* **Görev 1**
Aşağıdaki Hocalı metnine göre şu soruları yanıtla:
(a) Hocalı soykırımının kaçıncı yılı anılıyor?
(b) Yazarın her makalesinden sonra fikir ve düşüncelerini yazan kişi kimdir?
(c) Beyanatın nerede okunması bekleniyor?

* **Verilen metin**
◇ ◇ ◇

Hocalı Soykırımının 27. yılı
Epey zamandır gazetemizdeki yazılarımı aralıksdız izleyen Ombudsman Elmira Süleymanova her makaleden sonra fikir ve düşüncelerini yazıyor ve tüm Bayramlarda beni ilk kutlayanlardan sayılır. Ve bu gün seve-seve son Beyanatını köşemde siz kıymetli okurlarıma iletiyorum. Çünkü konu dünya devletlerine gönderilmiştir ve BM Genel Kurulukda da okunması bekleniyor.
“Ermenistanın Azerbaycan’a karşı uzun yıllar işkalçılık ve soykırım siaysetinin terkip hissesi olan, Uluslararası hukukun norm ve prensiplerinin, insan hukuk ve azatlıklarının kütlevi şekilde, kobudcasına bozulması ile neticelenen, dünya tarihine büyük kanlı trajedi olarak dahil olmuş Hocalı soykırımından 27 yıl ötmüştür. Bu trajedi Ermeni milletçilerinin ve onların havadarlarının Azerbaycan halkına karşı devam eden etnik temizleme ve soykırım siyasetinin dana bir dehşetli nümunesi sayılıyor.

◇ ◇ ◇

Konum belirleme öğeleri
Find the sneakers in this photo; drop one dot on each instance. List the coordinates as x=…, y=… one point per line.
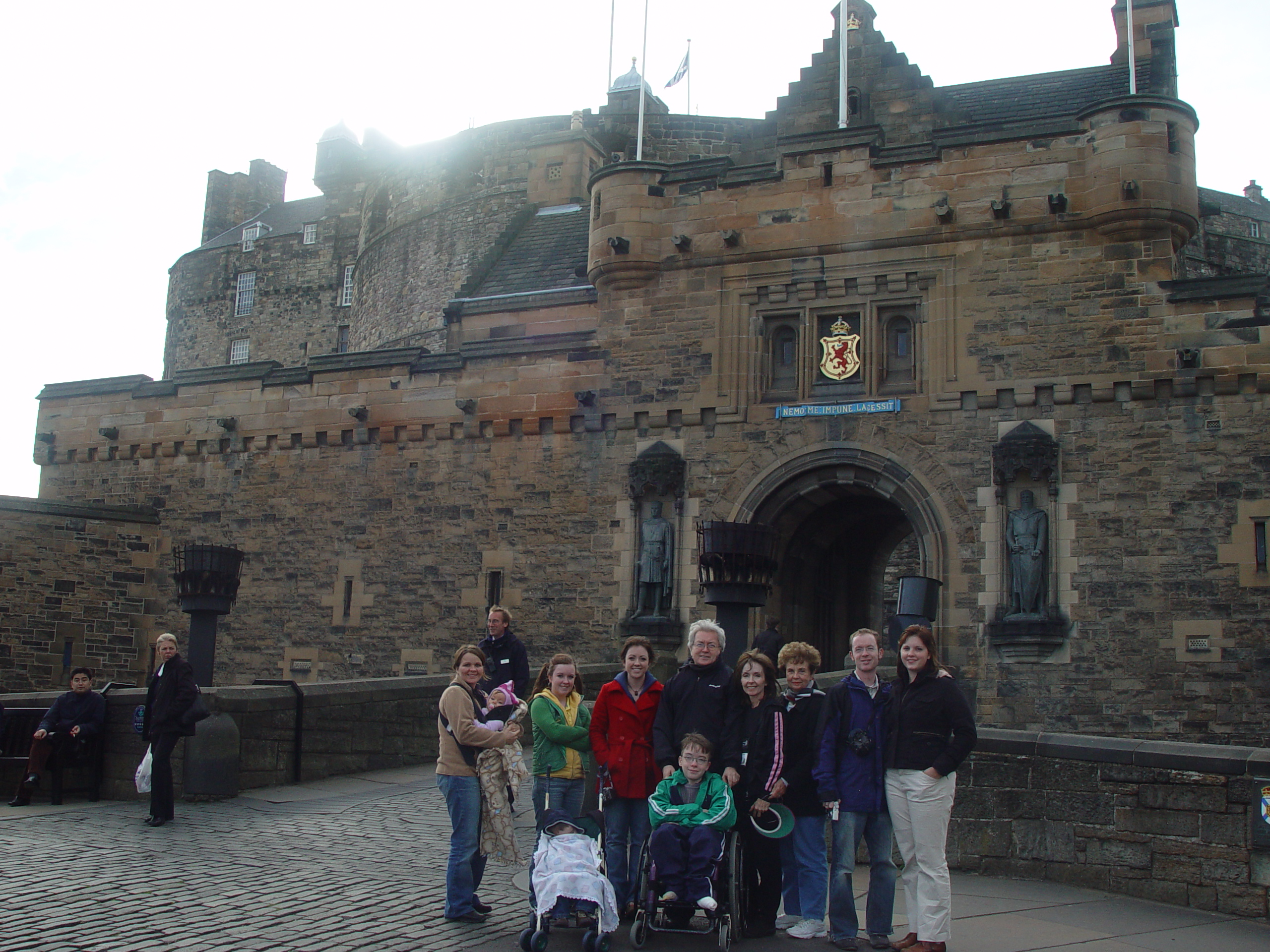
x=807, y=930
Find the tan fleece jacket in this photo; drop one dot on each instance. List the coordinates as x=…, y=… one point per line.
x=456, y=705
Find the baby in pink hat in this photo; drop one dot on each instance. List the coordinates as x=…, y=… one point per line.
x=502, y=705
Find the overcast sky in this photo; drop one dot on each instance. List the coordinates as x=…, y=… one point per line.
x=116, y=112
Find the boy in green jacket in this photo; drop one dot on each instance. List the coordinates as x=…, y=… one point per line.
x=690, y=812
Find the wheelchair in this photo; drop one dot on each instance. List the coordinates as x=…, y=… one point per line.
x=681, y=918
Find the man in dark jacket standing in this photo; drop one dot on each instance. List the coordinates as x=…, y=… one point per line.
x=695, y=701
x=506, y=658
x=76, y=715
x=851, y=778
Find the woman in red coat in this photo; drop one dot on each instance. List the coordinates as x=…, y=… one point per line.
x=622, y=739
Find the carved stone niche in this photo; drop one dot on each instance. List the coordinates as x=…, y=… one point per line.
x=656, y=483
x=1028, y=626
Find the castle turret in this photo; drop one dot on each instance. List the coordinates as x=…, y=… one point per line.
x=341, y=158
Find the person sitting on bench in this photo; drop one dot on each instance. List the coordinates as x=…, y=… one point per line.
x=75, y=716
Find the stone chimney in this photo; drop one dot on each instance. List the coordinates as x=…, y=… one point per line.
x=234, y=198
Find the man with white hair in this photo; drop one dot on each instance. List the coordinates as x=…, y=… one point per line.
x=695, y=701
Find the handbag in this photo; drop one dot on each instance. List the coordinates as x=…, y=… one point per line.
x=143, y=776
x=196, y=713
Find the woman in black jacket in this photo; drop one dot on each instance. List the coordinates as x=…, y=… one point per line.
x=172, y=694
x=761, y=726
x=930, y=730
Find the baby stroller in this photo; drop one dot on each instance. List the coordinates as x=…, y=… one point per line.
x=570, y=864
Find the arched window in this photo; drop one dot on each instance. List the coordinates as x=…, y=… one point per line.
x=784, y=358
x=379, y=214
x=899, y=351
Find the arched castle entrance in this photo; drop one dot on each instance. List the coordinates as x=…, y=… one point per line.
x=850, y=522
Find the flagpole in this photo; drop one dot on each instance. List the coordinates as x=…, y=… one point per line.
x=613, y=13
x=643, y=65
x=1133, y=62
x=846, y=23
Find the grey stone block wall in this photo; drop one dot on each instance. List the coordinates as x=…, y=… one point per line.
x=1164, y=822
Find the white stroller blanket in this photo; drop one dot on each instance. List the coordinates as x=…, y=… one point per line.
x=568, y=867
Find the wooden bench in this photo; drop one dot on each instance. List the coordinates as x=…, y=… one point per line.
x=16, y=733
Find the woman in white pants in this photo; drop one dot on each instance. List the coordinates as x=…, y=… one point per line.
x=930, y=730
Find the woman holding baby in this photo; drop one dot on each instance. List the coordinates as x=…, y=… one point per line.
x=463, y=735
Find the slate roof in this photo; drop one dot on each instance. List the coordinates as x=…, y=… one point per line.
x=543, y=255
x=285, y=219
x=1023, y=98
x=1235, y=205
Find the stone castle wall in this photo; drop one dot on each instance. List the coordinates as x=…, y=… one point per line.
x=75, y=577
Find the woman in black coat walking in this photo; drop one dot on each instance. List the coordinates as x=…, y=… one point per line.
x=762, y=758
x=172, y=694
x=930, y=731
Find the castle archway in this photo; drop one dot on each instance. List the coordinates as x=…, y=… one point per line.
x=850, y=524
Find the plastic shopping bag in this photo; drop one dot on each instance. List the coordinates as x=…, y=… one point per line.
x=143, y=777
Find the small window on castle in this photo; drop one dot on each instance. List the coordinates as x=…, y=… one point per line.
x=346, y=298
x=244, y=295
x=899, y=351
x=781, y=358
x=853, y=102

◇ ◇ ◇

* **Görev 2**
Yukarıdaki listeden "stone" dizesini içeren her satırı seçip kopyala. Büyük-küçük harf farkı dikkate alınır.

* **Beklenen yanıt 1**
(a) 27. yılı
(b) Ombudsman Elmira Süleymanova
(c) BM Genel Kurulunda

* **Beklenen yanıt 2**
Find the carved stone niche in this photo; drop one dot on each instance. List the coordinates as x=…, y=… one point per line.
Find the stone chimney in this photo; drop one dot on each instance. List the coordinates as x=…, y=… one point per line.
Find the grey stone block wall in this photo; drop one dot on each instance. List the coordinates as x=…, y=… one point per line.
Find the stone castle wall in this photo; drop one dot on each instance. List the coordinates as x=…, y=… one point per line.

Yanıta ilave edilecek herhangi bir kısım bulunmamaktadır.